Direction: Beginning at the line with "Every instance of the hillside", output each line to the end of the listing below exactly, please.

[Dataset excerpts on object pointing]
━━━━

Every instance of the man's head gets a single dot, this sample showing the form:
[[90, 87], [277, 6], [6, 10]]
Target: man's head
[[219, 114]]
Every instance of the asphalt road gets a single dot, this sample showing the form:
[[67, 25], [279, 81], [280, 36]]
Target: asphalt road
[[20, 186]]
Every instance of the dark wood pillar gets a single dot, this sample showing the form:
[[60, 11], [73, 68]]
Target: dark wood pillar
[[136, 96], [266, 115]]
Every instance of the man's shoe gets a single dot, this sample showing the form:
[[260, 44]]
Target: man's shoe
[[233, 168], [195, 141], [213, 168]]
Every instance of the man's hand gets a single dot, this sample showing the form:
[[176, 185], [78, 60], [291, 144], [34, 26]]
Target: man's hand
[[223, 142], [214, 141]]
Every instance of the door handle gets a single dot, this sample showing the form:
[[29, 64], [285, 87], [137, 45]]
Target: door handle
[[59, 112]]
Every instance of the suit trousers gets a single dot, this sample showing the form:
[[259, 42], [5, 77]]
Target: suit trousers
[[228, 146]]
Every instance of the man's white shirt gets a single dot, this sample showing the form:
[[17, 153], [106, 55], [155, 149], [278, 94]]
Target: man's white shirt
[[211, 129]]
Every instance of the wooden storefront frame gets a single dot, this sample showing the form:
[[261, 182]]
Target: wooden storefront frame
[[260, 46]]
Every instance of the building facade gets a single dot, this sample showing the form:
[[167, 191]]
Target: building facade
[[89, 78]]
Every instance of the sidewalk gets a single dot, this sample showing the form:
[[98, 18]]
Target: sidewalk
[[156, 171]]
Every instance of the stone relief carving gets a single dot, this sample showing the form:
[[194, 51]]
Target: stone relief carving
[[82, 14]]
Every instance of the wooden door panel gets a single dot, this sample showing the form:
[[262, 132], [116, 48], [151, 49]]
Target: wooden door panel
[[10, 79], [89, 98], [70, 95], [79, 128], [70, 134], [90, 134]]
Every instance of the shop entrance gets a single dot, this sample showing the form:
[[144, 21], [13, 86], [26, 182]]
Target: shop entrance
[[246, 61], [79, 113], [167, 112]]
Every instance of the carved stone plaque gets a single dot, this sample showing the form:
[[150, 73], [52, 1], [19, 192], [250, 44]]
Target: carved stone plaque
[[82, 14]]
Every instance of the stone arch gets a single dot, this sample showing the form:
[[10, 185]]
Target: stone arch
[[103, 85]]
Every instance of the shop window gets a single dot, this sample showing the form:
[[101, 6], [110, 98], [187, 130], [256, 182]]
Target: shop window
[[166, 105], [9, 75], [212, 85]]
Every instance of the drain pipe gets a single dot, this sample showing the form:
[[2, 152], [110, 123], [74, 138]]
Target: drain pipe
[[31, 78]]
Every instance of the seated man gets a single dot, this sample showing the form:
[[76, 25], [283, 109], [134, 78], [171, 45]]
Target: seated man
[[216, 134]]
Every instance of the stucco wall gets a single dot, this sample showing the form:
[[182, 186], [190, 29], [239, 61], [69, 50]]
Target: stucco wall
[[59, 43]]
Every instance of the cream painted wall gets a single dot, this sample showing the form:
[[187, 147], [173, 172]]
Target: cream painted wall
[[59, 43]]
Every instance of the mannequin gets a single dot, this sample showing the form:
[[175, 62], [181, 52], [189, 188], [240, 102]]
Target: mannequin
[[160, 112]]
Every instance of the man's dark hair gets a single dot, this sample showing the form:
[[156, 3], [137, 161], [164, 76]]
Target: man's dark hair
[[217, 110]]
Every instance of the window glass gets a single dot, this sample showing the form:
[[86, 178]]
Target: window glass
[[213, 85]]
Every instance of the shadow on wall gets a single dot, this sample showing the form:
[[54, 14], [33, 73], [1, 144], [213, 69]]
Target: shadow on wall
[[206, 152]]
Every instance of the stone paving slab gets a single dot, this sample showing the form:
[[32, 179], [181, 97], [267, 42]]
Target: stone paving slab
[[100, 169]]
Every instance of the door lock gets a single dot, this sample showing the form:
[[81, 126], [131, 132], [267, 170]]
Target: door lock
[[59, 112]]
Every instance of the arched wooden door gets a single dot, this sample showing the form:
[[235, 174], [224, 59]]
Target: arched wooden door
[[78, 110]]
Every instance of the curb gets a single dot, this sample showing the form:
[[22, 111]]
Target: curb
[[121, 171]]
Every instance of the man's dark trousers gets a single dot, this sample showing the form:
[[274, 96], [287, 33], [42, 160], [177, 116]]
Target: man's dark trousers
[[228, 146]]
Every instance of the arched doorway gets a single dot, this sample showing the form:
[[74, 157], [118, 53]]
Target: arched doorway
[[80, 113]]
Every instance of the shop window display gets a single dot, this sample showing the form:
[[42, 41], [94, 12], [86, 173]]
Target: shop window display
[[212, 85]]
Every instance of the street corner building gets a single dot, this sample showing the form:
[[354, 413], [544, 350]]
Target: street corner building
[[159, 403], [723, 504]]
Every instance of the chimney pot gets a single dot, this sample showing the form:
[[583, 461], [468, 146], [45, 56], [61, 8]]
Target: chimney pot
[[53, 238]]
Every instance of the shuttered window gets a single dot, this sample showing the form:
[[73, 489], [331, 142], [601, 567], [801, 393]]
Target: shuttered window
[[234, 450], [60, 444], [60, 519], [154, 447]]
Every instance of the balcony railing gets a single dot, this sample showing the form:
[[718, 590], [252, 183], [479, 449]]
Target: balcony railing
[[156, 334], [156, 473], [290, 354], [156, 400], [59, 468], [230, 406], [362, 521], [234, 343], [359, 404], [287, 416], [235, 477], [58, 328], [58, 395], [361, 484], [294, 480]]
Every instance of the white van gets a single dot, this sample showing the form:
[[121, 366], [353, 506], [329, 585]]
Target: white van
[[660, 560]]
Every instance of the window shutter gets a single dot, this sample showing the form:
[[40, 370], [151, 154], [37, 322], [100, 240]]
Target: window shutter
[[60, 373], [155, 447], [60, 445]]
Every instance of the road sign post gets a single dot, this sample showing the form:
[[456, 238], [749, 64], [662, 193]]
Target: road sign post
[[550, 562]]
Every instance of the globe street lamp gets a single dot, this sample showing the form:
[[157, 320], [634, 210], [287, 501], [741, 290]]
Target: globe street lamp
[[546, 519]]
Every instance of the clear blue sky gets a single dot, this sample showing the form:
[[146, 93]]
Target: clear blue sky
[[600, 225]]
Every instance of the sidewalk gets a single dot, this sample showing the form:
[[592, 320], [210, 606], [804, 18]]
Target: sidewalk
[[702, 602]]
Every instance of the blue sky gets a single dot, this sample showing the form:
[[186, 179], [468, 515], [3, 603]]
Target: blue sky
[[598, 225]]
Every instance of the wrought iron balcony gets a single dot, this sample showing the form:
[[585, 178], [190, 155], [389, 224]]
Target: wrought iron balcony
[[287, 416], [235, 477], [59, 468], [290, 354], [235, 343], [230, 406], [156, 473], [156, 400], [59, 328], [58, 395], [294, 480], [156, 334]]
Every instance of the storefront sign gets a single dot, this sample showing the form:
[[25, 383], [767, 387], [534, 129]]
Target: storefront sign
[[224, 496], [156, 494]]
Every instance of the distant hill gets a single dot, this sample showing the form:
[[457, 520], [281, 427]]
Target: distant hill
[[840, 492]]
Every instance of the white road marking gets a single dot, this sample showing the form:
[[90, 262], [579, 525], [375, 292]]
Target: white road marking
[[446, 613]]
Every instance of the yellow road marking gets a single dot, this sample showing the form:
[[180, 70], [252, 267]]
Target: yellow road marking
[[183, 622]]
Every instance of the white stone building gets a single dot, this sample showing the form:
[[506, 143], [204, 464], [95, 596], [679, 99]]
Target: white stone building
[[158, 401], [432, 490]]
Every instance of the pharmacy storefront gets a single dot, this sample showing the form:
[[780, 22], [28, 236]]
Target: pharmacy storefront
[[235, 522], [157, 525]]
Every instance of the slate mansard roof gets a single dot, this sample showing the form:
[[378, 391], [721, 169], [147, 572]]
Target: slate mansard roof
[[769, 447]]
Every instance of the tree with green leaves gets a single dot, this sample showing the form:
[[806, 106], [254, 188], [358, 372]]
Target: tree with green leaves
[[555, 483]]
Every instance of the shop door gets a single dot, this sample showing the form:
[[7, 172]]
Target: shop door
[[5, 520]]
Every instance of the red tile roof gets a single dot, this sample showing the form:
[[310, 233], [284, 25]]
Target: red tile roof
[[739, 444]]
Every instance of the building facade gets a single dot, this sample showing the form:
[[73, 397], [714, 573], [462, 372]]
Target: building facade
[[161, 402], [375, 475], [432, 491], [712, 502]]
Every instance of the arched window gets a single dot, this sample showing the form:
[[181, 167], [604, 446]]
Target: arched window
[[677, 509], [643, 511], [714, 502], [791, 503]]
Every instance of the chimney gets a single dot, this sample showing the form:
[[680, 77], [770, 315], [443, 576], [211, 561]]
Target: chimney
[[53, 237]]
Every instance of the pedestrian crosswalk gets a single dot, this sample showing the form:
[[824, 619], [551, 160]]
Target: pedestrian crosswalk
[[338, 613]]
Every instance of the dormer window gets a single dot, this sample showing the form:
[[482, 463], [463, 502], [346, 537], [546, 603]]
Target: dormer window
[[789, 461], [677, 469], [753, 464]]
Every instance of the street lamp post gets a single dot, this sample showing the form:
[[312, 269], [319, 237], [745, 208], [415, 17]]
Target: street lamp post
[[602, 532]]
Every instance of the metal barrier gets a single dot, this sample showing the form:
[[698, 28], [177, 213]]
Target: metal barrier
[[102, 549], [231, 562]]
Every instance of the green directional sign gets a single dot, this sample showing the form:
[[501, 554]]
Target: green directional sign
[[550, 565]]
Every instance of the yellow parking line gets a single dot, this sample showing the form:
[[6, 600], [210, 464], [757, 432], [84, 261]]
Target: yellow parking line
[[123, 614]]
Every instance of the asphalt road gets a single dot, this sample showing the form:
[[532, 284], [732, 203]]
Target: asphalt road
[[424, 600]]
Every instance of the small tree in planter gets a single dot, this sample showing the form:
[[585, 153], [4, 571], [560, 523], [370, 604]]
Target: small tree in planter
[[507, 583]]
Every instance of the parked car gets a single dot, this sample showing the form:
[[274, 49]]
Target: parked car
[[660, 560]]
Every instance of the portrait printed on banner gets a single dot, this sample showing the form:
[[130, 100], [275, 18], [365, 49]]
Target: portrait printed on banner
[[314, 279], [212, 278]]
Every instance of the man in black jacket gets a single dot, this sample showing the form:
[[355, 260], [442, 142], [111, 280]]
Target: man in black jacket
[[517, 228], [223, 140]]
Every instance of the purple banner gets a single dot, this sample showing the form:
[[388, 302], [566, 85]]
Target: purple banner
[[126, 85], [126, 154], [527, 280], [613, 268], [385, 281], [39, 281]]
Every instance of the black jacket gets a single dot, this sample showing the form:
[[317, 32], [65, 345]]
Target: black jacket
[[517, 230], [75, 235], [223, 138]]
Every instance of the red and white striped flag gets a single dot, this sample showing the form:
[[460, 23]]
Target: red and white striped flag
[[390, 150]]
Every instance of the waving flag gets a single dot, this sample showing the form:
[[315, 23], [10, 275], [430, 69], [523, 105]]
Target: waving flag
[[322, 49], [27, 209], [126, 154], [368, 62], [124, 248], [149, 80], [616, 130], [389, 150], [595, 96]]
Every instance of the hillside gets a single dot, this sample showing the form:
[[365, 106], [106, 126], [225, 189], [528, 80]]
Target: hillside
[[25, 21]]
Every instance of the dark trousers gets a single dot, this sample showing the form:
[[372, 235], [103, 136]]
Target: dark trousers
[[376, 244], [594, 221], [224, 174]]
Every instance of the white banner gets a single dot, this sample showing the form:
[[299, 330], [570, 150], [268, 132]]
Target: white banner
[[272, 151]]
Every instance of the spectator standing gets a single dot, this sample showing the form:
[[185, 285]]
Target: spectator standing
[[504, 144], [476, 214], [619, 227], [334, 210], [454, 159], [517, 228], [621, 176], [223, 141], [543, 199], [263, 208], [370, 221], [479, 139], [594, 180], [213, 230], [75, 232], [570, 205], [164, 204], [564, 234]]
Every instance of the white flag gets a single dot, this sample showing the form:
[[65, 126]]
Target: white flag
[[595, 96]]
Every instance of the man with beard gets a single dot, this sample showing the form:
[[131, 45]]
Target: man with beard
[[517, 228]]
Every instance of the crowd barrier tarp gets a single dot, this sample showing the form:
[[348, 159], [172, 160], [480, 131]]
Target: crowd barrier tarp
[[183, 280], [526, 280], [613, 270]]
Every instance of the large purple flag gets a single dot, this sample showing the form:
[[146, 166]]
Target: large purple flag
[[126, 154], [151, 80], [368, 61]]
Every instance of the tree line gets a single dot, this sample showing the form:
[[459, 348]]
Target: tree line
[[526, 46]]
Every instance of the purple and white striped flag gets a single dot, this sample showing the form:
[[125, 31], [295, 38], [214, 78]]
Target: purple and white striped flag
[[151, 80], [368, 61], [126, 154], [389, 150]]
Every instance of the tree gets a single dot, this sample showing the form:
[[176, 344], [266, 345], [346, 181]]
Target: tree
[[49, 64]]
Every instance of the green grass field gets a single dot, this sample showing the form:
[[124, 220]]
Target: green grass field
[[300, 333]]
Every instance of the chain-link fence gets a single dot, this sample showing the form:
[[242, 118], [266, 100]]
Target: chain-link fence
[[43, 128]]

━━━━

Final result:
Every instance of the hillside gets a single dot, this sample showing the form:
[[365, 106], [106, 126], [225, 189], [528, 80]]
Target: hillside
[[25, 21]]
Every instance of the dark trousers gets a single dot, this sample showing the form:
[[372, 235], [103, 136]]
Target: dark trousers
[[376, 244], [594, 221], [224, 174]]
Every instance of the white banner gets a single dot, this sample showing the form:
[[299, 330], [570, 150], [268, 132]]
Target: white banner
[[272, 151]]
Every instance of the spectator standing gets a single dot, this sample showing the form:
[[185, 285]]
Target: spectator standing
[[504, 144], [476, 214], [619, 227], [334, 210], [454, 159], [517, 228], [621, 176], [223, 141], [543, 199], [263, 208], [370, 221], [479, 139], [594, 180], [213, 230], [75, 232], [570, 205], [164, 204], [564, 234]]
Every instance of the white flag gets a single dot, this sample showing the form:
[[65, 126]]
Target: white flag
[[595, 96]]
Every instance of the man with beard gets a single dot, this sample showing the form:
[[131, 45]]
Target: man with beard
[[517, 228]]
Every instance of the crowd barrier tarp gets a single dot, this sample showing the form:
[[348, 159], [172, 160], [480, 131]]
Target: crowd barrier tarp
[[183, 280], [526, 280], [613, 270]]
Every instance of the large purple flag gets a single dot, this sample showing the form:
[[146, 166]]
Target: large purple flag
[[126, 154], [151, 80], [368, 61]]
Every instance of the tree line gets a single dot, this sample showing the form:
[[459, 348]]
Target: tree line
[[526, 46]]
Every instance of the purple and white striped flag gets a single dot, this sample showing the form:
[[125, 31], [295, 38], [214, 78]]
Target: purple and white striped flag
[[151, 80], [368, 61], [126, 154], [389, 150]]
Every instance of the tree gets a single dot, this sample showing the form:
[[176, 344], [266, 345], [346, 181]]
Target: tree
[[49, 64]]
Every instance of the green grass field gets a single dot, this sample showing the form:
[[124, 220]]
Target: green grass field
[[300, 333]]
Every instance of the chain-link fence gets a single dot, this sample showing the form:
[[242, 118], [266, 100]]
Target: chain-link fence
[[43, 128]]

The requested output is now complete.